(Records taken from a collection)
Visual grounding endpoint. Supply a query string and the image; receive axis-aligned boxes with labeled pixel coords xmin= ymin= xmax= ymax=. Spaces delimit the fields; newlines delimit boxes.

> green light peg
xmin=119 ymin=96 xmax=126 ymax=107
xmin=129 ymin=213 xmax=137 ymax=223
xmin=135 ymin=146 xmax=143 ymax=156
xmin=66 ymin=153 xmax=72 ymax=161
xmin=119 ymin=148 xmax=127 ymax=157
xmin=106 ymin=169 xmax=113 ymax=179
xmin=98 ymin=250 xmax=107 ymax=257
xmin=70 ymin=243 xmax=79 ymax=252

EXERCISE DETAILS: Edit the material above so that every "boxes" becomes "rectangles", and leave everything else unchanged.

RIGHT ANSWER:
Visual grounding endpoint. Supply a query string and the image; receive axis-aligned rectangles with labeled pixel coords xmin= ymin= xmax= ymax=. Spaces delimit the fields; newlines delimit rectangles.

> green light peg
xmin=119 ymin=96 xmax=126 ymax=107
xmin=129 ymin=213 xmax=137 ymax=223
xmin=135 ymin=146 xmax=143 ymax=156
xmin=66 ymin=153 xmax=72 ymax=161
xmin=119 ymin=148 xmax=127 ymax=157
xmin=106 ymin=169 xmax=113 ymax=179
xmin=98 ymin=250 xmax=107 ymax=257
xmin=70 ymin=243 xmax=79 ymax=252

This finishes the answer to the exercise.